◆ 課題 A: 本文から「人間にはそれぞれにその人のも」を含む語句で始まり「ものは豊かであると言います。」で終わる部分を抜き出し、一字も変えずに書き写せ。
◆ 課題 B: 本文では、自然界が豊かである理由を何だとしているか。1〜3文で説明せよ。

◆ 本文:
● ● ● ● ●

天与の持ち味

人間にはそれぞれにその人のもつ持ち味というものがあります。その持ち味とは、良いとか悪いとかではなくその味があるということです。それぞれの味をどのように活かして美味しいものにしていくかはそのものの活かし方にあるようにも思います。

本来、素材というものはそれぞれに味があります。素材の味をひきだすという言い方もしますが、素材はそのままの方が美味しいと感じるものです。料理にも考え方があり、料理人の都合で仕立てていく料理と、素材の都合にあわせて仕立てていく料理があります。

私たちがいつも会社で食べている自然食の弁当は素材に合わせてメニューを決めて、素材に合わせて料理をしています。料理人は素材をどのように活かせばいいかを考えて、その素材が活きるように合わせていきます。ようは活かすも活かさないも料理人の意識に由るということです。

在るものを活かすという考え方は、老子の「足るを知る」という自然観が顕れます。自然界はとても豊かです、それは多様性に満ちているからです。それぞれに個性があり、それぞれに特性を発揮していのちを謳歌しているのが自然界の豊かさです。老子は、足るを知るものは富むといい、あるものを活かそうとするものは豊かであると言います。

このあるものを活かすという考え方は、ないものねだりをしないということです。ないものねだりは比較することからはじまります、世の中は常に評価がありその評価に基づき裁いていますから常に比較されてしまうものです。しかし、ないものねだりをしても自分は自分、その人はその人ですから素直にその魅力や持ち味を認める方が仕合わせだと私は思います。

そしてもしもその人を比較しない本来の持ち味に気づいたなら、その魅力をどう磨いていくか、そして伸ばしていくか、皆の御役に立てていけばいいかを一緒に考えていけばいいと思うのです。

生物非生物に関わらず、それぞれには天与の持ち味があります。自然が与えてくださったそのものの豊かさを皆で味わっていくことは、生きていく仕合わせ、そして存在する歓び、心の充足、魂の邂逅のようにも感じます。

みんな違ってみんないいとは、みんな善いのは異なるからだ、つまりは誰かの御役に立てるということです。そのお役に立てる部分を活かしていくことが、豊かに仕合せに生きられる本筋です。

● ● ● ● ●

◆ データ行:
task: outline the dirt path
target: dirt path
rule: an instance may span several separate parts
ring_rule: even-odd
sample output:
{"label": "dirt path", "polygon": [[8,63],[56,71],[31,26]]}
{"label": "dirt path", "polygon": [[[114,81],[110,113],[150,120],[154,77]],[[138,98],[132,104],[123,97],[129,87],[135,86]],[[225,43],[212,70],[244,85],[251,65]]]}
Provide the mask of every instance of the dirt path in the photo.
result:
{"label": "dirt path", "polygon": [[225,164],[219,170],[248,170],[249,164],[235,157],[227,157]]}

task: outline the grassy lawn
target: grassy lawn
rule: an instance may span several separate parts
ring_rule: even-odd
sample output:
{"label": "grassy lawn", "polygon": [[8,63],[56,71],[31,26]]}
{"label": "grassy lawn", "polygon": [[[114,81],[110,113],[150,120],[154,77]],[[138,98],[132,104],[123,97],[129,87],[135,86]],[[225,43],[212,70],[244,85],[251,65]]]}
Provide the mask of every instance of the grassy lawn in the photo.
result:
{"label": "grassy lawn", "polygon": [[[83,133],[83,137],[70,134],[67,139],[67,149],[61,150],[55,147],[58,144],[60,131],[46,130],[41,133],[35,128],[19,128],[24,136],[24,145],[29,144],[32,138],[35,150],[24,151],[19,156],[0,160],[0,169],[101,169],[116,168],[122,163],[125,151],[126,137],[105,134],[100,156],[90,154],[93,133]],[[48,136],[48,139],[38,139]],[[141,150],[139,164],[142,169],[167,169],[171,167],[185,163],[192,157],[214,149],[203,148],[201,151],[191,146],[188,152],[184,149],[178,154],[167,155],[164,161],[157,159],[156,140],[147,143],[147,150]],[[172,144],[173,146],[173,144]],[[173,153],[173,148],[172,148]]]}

● ● ● ● ●

◆ 記述解答 A:
人間にはそれぞれにその人のもつ持ち味というものがあります。その持ち味とは、良いとか悪いとかではなくその味があるということです。それぞれの味をどのように活かして美味しいものにしていくかはそのものの活かし方にあるようにも思います。

本来、素材というものはそれぞれに味があります。素材の味をひきだすという言い方もしますが、素材はそのままの方が美味しいと感じるものです。料理にも考え方があり、料理人の都合で仕立てていく料理と、素材の都合にあわせて仕立てていく料理があります。

私たちがいつも会社で食べている自然食の弁当は素材に合わせてメニューを決めて、素材に合わせて料理をしています。料理人は素材をどのように活かせばいいかを考えて、その素材が活きるように合わせていきます。ようは活かすも活かさないも料理人の意識に由るということです。

在るものを活かすという考え方は、老子の「足るを知る」という自然観が顕れます。自然界はとても豊かです、それは多様性に満ちているからです。それぞれに個性があり、それぞれに特性を発揮していのちを謳歌しているのが自然界の豊かさです。老子は、足るを知るものは富むといい、あるものを活かそうとするものは豊かであると言います。

◆ 記述解答 B: 自然界が豊かなのは、多様性に満ちているからである。それぞれに個性があり、それぞれが特性を発揮していのちを謳歌していることが、自然界の豊かさだとされている。